PROBLEM STATEMENT. Go through the data line by line. Copy each one holding the string "shirt".

Spatial localization data:
-- Opening Marker --

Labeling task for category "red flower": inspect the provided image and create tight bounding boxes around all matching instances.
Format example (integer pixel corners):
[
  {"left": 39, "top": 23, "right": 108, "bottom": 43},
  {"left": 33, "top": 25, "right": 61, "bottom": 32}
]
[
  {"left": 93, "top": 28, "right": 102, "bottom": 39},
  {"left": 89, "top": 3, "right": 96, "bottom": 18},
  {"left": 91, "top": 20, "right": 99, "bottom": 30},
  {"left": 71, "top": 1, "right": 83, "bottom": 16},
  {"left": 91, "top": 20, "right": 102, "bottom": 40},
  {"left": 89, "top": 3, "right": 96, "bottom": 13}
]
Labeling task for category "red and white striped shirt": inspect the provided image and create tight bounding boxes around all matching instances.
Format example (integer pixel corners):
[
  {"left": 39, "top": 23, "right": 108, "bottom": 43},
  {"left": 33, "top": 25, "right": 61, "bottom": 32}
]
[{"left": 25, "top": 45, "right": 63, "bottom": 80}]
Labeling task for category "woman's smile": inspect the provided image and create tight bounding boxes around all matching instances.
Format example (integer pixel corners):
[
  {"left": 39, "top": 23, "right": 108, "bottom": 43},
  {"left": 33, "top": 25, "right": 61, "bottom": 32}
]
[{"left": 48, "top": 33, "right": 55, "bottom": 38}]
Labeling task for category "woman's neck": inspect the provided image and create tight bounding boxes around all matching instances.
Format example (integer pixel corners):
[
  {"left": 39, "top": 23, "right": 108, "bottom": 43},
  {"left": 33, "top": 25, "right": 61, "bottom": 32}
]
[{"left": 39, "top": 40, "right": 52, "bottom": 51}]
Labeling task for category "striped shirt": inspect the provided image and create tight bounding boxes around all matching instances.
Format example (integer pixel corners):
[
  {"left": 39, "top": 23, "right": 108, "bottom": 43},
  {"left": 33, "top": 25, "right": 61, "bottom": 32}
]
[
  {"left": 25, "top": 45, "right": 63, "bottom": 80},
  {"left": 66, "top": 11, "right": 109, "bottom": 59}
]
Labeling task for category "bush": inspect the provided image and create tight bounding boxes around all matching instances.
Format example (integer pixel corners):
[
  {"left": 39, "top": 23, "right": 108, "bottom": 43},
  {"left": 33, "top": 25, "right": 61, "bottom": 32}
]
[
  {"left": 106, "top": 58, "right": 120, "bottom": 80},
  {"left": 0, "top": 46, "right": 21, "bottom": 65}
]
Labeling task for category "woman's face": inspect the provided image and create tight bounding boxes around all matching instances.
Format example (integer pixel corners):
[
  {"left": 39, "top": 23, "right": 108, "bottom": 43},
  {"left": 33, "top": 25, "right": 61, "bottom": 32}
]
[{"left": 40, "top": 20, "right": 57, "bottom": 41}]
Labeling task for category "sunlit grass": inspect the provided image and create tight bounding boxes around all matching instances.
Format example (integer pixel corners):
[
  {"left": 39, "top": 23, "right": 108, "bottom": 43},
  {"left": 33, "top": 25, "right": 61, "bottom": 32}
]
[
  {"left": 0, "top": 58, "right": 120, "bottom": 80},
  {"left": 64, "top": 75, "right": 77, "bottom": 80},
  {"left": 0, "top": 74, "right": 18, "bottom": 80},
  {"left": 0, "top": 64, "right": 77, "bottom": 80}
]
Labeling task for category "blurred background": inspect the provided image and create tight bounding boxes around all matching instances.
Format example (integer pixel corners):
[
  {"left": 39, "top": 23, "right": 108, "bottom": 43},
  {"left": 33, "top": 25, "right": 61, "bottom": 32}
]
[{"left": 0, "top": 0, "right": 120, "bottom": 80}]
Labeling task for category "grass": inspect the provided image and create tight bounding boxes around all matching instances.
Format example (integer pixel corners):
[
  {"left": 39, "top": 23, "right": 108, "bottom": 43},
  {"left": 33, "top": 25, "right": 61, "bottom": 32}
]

-- Closing Marker --

RESPONSE BOX.
Labeling task for category "red and white striped shirt": inspect the provided image and create tight bounding boxes around all matching instances.
Labeling task for category "striped shirt": inspect the provided image and create tight bounding boxes around all matching instances.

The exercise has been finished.